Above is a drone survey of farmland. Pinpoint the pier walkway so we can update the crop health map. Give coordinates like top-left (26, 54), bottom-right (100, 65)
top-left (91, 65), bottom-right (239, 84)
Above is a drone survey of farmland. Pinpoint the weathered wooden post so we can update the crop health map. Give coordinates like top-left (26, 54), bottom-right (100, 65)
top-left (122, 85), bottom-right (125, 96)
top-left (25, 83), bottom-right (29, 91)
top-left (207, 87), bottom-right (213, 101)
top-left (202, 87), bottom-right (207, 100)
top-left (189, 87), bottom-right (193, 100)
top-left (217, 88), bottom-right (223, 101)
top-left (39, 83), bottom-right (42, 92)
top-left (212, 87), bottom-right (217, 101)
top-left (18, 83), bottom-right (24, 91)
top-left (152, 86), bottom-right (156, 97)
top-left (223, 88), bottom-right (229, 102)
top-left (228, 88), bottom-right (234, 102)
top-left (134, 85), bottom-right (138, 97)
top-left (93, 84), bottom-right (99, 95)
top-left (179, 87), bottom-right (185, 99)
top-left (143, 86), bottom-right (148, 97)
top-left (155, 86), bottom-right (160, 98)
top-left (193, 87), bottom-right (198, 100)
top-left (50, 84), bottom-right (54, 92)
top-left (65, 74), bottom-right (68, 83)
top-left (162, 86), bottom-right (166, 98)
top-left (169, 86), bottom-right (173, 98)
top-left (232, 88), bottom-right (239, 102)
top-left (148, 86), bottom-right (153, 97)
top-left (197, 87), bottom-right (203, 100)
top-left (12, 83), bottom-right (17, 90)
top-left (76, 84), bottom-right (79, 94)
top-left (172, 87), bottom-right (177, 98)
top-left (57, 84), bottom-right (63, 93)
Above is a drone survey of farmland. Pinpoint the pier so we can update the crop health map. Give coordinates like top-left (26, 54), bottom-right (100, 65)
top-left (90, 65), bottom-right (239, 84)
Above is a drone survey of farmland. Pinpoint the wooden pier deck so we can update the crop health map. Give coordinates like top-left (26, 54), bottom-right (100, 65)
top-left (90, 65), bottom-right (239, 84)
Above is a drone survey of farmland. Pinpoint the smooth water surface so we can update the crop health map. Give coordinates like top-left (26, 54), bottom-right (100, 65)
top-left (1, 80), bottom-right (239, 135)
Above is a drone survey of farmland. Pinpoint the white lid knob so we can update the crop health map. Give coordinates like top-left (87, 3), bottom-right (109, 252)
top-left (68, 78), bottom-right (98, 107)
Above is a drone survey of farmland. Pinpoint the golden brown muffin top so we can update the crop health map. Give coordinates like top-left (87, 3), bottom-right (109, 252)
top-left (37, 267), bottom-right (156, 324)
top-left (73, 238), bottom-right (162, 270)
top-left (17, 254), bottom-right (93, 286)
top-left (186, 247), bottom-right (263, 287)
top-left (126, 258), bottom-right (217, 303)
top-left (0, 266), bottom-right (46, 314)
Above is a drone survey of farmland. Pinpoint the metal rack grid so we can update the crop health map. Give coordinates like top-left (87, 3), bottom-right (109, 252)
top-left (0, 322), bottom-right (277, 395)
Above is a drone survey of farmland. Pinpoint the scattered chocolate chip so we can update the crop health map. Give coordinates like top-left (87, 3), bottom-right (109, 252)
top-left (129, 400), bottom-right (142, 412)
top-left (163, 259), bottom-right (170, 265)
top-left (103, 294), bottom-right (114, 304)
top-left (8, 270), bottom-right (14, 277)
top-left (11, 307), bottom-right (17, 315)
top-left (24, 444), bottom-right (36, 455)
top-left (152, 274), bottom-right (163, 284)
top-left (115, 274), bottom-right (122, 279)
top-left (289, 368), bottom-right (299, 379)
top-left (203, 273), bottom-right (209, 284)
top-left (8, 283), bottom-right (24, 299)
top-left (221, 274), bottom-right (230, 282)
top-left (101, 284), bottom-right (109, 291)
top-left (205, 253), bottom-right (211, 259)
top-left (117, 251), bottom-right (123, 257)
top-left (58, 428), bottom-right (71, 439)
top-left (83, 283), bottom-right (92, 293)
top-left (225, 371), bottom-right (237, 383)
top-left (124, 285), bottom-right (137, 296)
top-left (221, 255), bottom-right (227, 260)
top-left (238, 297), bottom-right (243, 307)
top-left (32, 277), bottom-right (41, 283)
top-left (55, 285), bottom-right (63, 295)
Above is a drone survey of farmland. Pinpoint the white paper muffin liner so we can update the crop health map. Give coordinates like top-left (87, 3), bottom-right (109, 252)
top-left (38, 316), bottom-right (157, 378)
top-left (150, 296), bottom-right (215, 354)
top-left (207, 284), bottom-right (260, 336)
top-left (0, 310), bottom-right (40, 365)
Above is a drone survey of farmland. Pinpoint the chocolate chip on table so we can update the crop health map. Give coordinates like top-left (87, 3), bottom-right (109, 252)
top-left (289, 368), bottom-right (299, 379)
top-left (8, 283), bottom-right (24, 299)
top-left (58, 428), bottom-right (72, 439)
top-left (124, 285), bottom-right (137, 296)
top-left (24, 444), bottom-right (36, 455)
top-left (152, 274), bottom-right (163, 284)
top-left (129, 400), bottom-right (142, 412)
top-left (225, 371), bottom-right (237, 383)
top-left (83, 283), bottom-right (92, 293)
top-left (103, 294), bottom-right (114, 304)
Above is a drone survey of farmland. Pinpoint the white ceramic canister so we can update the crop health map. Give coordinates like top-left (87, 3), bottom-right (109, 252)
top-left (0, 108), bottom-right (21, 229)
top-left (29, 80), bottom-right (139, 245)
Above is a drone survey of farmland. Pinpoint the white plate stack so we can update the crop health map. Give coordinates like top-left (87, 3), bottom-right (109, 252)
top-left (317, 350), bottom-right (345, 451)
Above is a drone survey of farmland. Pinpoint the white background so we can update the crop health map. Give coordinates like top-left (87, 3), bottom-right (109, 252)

- _Action item_:
Restate the data above word for word. Leave nothing out.

- _Response to the task_:
Above is a drone survey of farmland. Pinpoint the pier walkway so we can update the crop health map. Give coordinates like top-left (26, 54), bottom-right (100, 65)
top-left (91, 65), bottom-right (239, 84)
Above is a drone survey of farmland. Pinpoint the weathered wooden post so we can update the crop health map. Give coordinates like top-left (26, 54), bottom-right (100, 65)
top-left (122, 85), bottom-right (125, 96)
top-left (25, 83), bottom-right (29, 91)
top-left (207, 87), bottom-right (213, 101)
top-left (202, 87), bottom-right (207, 100)
top-left (189, 87), bottom-right (193, 100)
top-left (217, 88), bottom-right (223, 101)
top-left (39, 83), bottom-right (42, 92)
top-left (212, 87), bottom-right (217, 101)
top-left (18, 83), bottom-right (24, 91)
top-left (152, 86), bottom-right (156, 97)
top-left (223, 88), bottom-right (229, 102)
top-left (228, 88), bottom-right (234, 102)
top-left (134, 85), bottom-right (138, 97)
top-left (93, 84), bottom-right (99, 95)
top-left (179, 87), bottom-right (185, 99)
top-left (143, 86), bottom-right (148, 97)
top-left (155, 86), bottom-right (160, 98)
top-left (193, 87), bottom-right (198, 100)
top-left (50, 84), bottom-right (54, 92)
top-left (65, 74), bottom-right (68, 83)
top-left (162, 86), bottom-right (166, 98)
top-left (169, 86), bottom-right (173, 98)
top-left (232, 88), bottom-right (239, 102)
top-left (148, 86), bottom-right (153, 97)
top-left (197, 87), bottom-right (203, 100)
top-left (12, 83), bottom-right (17, 90)
top-left (76, 84), bottom-right (79, 94)
top-left (172, 87), bottom-right (177, 98)
top-left (57, 84), bottom-right (63, 93)
Above is a drone survey of farmland. Pinpoint the pier so we can update the crop health map. Give coordinates like top-left (26, 54), bottom-right (100, 65)
top-left (90, 65), bottom-right (239, 84)
Above is a drone survey of farmland. Pinpoint the wooden pier deck so we can update the crop health map. Give coordinates like top-left (26, 54), bottom-right (100, 65)
top-left (90, 65), bottom-right (239, 84)
Above is a drone survey of farmland. Pinpoint the smooth water surface so we can update the crop health map. Give coordinates like top-left (26, 54), bottom-right (100, 65)
top-left (1, 80), bottom-right (239, 135)
Above is a drone survey of farmland. Pinpoint the white lid knob so we can update the crop health map. Give coordinates like top-left (87, 3), bottom-right (109, 252)
top-left (68, 78), bottom-right (98, 107)
Above is a drone survey of farmland. Pinpoint the golden brown muffin top so we can update the crop health map. Give coordinates like top-left (87, 3), bottom-right (109, 252)
top-left (37, 267), bottom-right (156, 324)
top-left (73, 238), bottom-right (162, 270)
top-left (17, 254), bottom-right (93, 286)
top-left (186, 247), bottom-right (263, 287)
top-left (126, 258), bottom-right (217, 303)
top-left (0, 266), bottom-right (46, 314)
Above is a drone survey of farmland. Pinpoint the metal rack grid so we can update the crop health map. Give coordinates like top-left (87, 3), bottom-right (109, 252)
top-left (0, 322), bottom-right (277, 395)
Above is a drone survey of farmland. Pinpoint the scattered chocolate chip so we can update the crop health map. Give coordinates like top-left (87, 3), bottom-right (109, 252)
top-left (129, 400), bottom-right (142, 412)
top-left (163, 259), bottom-right (170, 265)
top-left (103, 294), bottom-right (114, 304)
top-left (8, 270), bottom-right (14, 277)
top-left (11, 307), bottom-right (17, 315)
top-left (24, 444), bottom-right (36, 455)
top-left (152, 274), bottom-right (163, 284)
top-left (115, 274), bottom-right (122, 279)
top-left (289, 368), bottom-right (299, 379)
top-left (203, 273), bottom-right (209, 284)
top-left (8, 283), bottom-right (24, 299)
top-left (221, 274), bottom-right (230, 282)
top-left (101, 284), bottom-right (109, 291)
top-left (205, 253), bottom-right (211, 259)
top-left (117, 251), bottom-right (123, 257)
top-left (58, 428), bottom-right (71, 439)
top-left (83, 283), bottom-right (92, 293)
top-left (225, 371), bottom-right (237, 383)
top-left (124, 285), bottom-right (137, 296)
top-left (221, 255), bottom-right (227, 260)
top-left (238, 297), bottom-right (243, 307)
top-left (32, 277), bottom-right (41, 283)
top-left (55, 285), bottom-right (63, 295)
Above is a drone survey of farmland. Pinpoint the white paper muffin liner so we can update the crop health map. Give coordinates like top-left (87, 3), bottom-right (109, 252)
top-left (38, 316), bottom-right (157, 378)
top-left (150, 296), bottom-right (215, 354)
top-left (207, 284), bottom-right (260, 336)
top-left (0, 310), bottom-right (40, 365)
Above is a drone survey of farmland. Pinpoint the chocolate chip on table so we can update the crop health map. Give coordinates like top-left (87, 3), bottom-right (109, 252)
top-left (289, 368), bottom-right (299, 379)
top-left (8, 283), bottom-right (24, 299)
top-left (58, 428), bottom-right (72, 439)
top-left (124, 285), bottom-right (137, 296)
top-left (24, 444), bottom-right (36, 455)
top-left (152, 274), bottom-right (163, 284)
top-left (129, 400), bottom-right (142, 412)
top-left (225, 371), bottom-right (237, 383)
top-left (83, 283), bottom-right (92, 293)
top-left (103, 294), bottom-right (114, 304)
Above is a drone survey of farmland. Pinpoint the white ceramic canister so we can update the crop health map. Give coordinates like top-left (87, 3), bottom-right (109, 252)
top-left (0, 108), bottom-right (21, 229)
top-left (29, 80), bottom-right (139, 245)
Above is a drone survey of farmland. Pinpoint the white plate stack so we can update the crop health map. Give coordinates like top-left (87, 3), bottom-right (109, 252)
top-left (317, 350), bottom-right (345, 451)
Above is a drone survey of farmland. Pinpoint the white background so we can update the crop health map. Give coordinates like top-left (87, 3), bottom-right (109, 252)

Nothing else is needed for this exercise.